SVELATO L’ARCANO SULLA DIATRIBA SANT’ANTIOCO – SANT’EFISIO: LO STUDIOSO MARCO MASSA SPIEGA CHE TUTTO EBBE ORIGINE NEL 1851, QUANDO …

Marco Massa nella foto di Pierluigi Pinna


di Elisa Sodde

Con le messe officiate nella catacomba del santo, martedì 6 maggio, si è chiusa la 655ª “Festa Manna in onore di Sant’Antioco, Patronus totius Regni Sardiniae.

Una sagra durata 6 giorni e ricca di appuntamenti dedicati al Santo, la sua comunità e il suo territorio. Una celebrazione, dunque, all’insegna della grande devozione tributata al Santo Patrono della Sardegna che ha visto uniti i fedeli della Diocesi iglesiente e di tutta la Sardegna. È doveroso, infatti, ricordare che nell’XI secolo S.Antioco era Patrono di ben due sedi cattedrali, Sulci-Sant’Antioco e Bisarcio-Ozieri, oltre che esser sempre stato venerato in numerose chiese di tanti paesi della Sardegna (ma non solo), in cui, ancora oggi, si possono ammirare i simulacri dedicati al Santo.

Dalle cronache del XVI e XVII secolo si comprende bene che si trattava di una festa che ha sempre destato notevole partecipazione e grande meraviglia.

# Estratto dei record
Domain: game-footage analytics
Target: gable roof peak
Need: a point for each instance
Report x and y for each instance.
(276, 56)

---

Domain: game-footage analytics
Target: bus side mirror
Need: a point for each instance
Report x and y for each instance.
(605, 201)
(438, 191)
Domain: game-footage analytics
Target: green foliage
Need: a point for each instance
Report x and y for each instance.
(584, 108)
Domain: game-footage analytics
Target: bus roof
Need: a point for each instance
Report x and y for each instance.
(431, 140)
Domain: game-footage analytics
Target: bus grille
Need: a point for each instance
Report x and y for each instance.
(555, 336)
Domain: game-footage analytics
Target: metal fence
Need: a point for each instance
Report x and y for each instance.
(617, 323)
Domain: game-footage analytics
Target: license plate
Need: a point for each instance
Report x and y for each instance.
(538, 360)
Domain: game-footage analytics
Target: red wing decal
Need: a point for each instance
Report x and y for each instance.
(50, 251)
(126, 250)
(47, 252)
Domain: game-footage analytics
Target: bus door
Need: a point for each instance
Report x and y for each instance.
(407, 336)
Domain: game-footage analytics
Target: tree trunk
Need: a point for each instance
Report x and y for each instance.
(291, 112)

# Esercizi proposti
**A)** Elenca tutti i secoli indicati in numeri romani nel brano sulla festa di Sant'Antioco.
**B)** Secondo il brano sulla festa di Sant'Antioco, quale edizione della Festa Manna si è conclusa con le messe nella catacomba del santo?
**C)** Per favore, trasforma in un elenco puntato il paragrafo del brano sulla festa di Sant'Antioco che inizia con «Una sagra durata 6 giorni», conservandone i fatti principali.

# Risposte agli esercizi
**A)**
- XI secolo
- XVI secolo
- XVII secolo

**B)** La 655ª edizione.

**C)**
- La sagra è durata 6 giorni, con molti appuntamenti dedicati al Santo, alla sua comunità e al suo territorio.
- La celebrazione ha unito i fedeli della Diocesi iglesiente e di tutta la Sardegna nella devozione al Santo Patrono dell'isola.
- Nell'XI secolo Sant'Antioco era Patrono di due sedi cattedrali: Sulci-Sant'Antioco e Bisarcio-Ozieri.
- È sempre stato venerato in numerose chiese della Sardegna e non solo, dove ancora oggi si possono ammirare i simulacri a lui dedicati.